_O QUE FAZER_.
Continua o texto sobre os Fartes e os Alfenins de Dona Socorro em Sobral, começando logo a seguir à última frase apresentada.

_EXCERTO DA PÁGINA_.
_____

Procurei nos receituários de conventos e apenas encontrei Fartes, ou Fartens, no Convento de Santa Helena do Calvário, em Évora. Estes doces que se assemelham aos contemporâneos, fazem a massa do recheio a partir de um ponto de açúcar, de cabelo, e depois com quase todos os ingredientes e ao conjunto da massa chamam de “espécie”. Depois faz-se o pastel que é frito e polvilhado no final com açúcar e canela. Consultando o dicionário Houais, encontramos como significação genérica “Variedade de doce em que entram amêndoa e açúcar.” Depois remete para uma tradição macaísta de Natal, estes “bolinhos de farinha, ovos e açúcar ou mel, e recheado de coco, amêndoa, pinhão e especiarias…”. Na Enciclopédia Portuguesa e Brasileira, “Massa doce mais ou menos delicada envolvida em farinha. Nome de vários bolos que contem creme (de fartar).” Conhecer a Dona Tomásia foi outro dos pontos altos de Sobral.

 

 

(Gilmar de Carvalho, Cristina Holanda, Giovana Saboya, Tomásia e eu)

© Foto de Francisco Sousa

(Dona Socorro)

De véspera tínhamos abatido à porta de Dona Socorro. Possivelmente a última artesã a confecionar Alfenins. A conversa com esta Senhora merecia, só por si, uma crónica. Tentámos convencê-la a confecionar Alfenins para podermos degustar no dia seguinte. Fala-nos da dificuldade de atingir o ponto certo do açúcar. Da impossibilidade de assistirmos pois não resulta quando é observada durante a execução. Que o tempo está de chuva e isso influencia negativamente o açúcar. Tudo aceitámos pela terna doçura com que ela conversava connosco. Pareci até emocionada pelo facto de virmos de tão longe para conhecer o seu trabalho. Por fim lá aceitar e que deveríamos voltar no dia seguinte cerca do meio-dia. Que se chovesse não valeria a pena voltarmos. No dia seguinte acordamos com Sol e cheios de esperança nos Alfenins da Dona Socorro. A meio da manhã soubemos que estava a preparar a nossa encomenda. Passadas umas horas começa a chover e ficamos duvidosos por isso. À hora marcada lá estávamos e surge a Dona Socorro com o ar mais triste do mundo, dizendo: “Choveu, choveu…, vejam como ficou o açúcar!” Não sei quem estava mais triste, Dona Socorro ou nós. O ponto de açúcar em bola mole é difícil de manter em temperatura estabilizada para moldar. Nos Açores ainda se fazem Alfenins de forma idêntica. Em Sobral a Dona Socorro aplicar cor seus Alfenins. Pelo meu, eu, fiquei com vontade de lá voltar e fazer uma crónica só com Ela e os seus Alfenins.

_____

_DADOS FORNECIDOS_.
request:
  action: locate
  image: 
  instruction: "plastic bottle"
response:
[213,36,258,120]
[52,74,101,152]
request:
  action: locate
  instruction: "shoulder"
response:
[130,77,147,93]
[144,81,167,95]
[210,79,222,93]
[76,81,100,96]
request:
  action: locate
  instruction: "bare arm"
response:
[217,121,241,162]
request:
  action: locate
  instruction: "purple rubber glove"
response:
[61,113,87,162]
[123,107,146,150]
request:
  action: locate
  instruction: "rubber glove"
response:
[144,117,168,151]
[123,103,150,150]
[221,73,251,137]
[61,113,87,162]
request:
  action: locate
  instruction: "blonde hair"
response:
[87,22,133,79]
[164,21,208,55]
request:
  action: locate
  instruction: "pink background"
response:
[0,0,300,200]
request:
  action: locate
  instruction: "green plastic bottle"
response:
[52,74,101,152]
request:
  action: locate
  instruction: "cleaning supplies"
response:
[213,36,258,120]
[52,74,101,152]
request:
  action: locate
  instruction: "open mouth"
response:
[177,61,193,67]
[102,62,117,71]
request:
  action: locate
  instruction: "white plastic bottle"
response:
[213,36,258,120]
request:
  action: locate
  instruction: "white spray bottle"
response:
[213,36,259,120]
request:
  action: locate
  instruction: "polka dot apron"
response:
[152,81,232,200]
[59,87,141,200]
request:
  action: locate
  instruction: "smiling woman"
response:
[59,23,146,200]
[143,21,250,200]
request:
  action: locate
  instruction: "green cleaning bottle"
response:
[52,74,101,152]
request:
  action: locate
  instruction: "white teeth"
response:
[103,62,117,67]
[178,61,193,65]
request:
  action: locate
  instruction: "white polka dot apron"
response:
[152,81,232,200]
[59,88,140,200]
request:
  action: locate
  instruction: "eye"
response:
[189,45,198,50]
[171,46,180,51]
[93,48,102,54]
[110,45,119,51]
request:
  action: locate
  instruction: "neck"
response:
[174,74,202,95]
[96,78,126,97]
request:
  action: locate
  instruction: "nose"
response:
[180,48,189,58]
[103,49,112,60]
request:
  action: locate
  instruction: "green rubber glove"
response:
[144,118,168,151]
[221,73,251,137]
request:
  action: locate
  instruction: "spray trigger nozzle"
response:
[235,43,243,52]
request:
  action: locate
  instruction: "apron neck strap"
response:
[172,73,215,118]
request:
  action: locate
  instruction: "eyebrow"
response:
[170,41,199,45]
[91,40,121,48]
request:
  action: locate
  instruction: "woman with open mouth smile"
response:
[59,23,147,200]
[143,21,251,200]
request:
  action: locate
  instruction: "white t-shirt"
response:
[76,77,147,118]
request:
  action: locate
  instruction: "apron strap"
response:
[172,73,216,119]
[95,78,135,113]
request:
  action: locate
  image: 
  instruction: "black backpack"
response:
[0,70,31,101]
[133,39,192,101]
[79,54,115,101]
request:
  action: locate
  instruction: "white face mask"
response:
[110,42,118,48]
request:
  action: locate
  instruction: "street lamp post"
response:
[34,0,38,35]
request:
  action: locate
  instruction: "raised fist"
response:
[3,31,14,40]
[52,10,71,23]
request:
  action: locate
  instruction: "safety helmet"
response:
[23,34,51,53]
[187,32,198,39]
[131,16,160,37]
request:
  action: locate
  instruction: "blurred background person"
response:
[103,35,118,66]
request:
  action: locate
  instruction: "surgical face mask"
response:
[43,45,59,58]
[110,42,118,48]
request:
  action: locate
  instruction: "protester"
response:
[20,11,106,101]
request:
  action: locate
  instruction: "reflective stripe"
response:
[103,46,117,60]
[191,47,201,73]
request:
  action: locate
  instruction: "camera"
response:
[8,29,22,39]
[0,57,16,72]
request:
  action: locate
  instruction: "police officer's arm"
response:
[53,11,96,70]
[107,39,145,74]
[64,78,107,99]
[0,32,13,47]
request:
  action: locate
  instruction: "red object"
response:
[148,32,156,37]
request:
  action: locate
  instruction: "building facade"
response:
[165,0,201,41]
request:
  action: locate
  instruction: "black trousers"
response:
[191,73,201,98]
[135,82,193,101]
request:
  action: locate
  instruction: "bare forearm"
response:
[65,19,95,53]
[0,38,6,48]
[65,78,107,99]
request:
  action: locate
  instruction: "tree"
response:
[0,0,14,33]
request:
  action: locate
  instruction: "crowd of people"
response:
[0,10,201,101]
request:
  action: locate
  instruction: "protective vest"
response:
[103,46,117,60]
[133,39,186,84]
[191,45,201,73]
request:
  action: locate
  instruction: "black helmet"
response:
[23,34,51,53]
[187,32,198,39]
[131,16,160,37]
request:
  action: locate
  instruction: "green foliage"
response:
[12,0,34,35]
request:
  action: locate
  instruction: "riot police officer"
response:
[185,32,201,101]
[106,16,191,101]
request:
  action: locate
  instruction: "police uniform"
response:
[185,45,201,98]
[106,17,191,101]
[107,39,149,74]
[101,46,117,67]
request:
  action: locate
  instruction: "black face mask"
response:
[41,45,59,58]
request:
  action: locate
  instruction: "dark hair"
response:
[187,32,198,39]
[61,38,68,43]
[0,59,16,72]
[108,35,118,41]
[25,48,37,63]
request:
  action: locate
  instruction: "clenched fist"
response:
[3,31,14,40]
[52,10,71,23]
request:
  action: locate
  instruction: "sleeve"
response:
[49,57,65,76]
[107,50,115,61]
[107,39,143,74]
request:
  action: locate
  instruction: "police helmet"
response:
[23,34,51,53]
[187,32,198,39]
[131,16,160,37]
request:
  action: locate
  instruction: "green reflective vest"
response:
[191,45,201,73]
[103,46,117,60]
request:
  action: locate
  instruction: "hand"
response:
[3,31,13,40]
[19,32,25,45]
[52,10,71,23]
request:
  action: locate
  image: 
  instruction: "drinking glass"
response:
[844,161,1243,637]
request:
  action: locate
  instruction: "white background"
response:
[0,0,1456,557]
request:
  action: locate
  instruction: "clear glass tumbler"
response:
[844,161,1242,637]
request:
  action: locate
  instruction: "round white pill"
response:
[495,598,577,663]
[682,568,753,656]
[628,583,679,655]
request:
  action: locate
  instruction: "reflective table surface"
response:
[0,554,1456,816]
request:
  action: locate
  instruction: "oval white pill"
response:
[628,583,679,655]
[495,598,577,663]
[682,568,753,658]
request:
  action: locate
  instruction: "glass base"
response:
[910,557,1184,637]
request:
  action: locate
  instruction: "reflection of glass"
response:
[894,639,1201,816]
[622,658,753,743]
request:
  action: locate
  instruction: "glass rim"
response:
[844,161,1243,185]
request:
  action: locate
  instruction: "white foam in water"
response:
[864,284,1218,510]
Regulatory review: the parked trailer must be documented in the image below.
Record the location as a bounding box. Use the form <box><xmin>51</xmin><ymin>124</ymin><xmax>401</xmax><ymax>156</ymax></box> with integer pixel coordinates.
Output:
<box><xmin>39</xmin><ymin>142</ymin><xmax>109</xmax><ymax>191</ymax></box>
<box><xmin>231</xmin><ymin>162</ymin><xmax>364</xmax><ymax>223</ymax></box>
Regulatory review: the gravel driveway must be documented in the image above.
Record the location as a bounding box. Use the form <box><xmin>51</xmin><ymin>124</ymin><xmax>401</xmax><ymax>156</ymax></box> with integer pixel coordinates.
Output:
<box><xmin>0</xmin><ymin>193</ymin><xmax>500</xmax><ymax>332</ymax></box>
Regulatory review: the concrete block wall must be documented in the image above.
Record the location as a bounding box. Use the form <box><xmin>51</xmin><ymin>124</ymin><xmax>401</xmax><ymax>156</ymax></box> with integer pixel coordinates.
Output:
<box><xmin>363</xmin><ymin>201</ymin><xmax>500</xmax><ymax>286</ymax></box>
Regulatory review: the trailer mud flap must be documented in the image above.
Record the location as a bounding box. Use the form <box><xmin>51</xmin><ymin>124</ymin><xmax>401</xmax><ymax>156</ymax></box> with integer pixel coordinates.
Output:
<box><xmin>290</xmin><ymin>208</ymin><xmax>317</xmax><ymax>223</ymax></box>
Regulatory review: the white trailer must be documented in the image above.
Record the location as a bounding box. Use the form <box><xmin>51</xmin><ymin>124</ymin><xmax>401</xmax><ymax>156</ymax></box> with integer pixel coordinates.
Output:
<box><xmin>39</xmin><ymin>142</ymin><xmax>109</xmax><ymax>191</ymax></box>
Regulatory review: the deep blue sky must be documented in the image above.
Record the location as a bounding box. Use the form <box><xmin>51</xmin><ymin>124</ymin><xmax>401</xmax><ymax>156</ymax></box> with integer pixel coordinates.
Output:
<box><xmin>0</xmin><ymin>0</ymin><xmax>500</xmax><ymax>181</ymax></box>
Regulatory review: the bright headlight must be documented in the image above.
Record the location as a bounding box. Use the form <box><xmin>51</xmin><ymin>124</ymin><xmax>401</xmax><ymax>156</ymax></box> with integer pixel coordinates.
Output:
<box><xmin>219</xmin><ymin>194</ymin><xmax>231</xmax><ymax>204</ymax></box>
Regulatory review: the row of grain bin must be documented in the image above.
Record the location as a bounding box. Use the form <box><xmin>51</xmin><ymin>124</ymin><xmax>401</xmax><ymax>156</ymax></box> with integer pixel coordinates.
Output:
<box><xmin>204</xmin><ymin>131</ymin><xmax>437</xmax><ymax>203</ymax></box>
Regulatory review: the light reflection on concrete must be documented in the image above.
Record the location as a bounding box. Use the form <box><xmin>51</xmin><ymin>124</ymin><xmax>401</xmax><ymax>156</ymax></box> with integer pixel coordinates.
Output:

_____

_RESULTADO DA TAREFA_.
 

 

© Foto de Francisco Sousa com os Alfenins de Dona Socorro

 

Já com vontade de voltar a Sobral, regressámos a Fortaleza e, próximos de Fortaleza, em Croatá, parámos na Churrascaria dos Motoristas para lanchar e devorar uns pastéis, à moda brasileira, com quatro variantes: recheados com queijo, queijo e fiambre, galinha e carne bovina. A grande especialidade, ou o seu sucesso, deve-se ao facto de não cozerem no óleo, em fritura, mas cozerem no forno o que lhes dá uma consistência mais seca e mais leve. Uma delícia! Próximos aos nossos pastéis de massa tenra.

 

 

(Pastéis em Croatá)

E terminou esta expedição. Bons passeios e muita gulodice!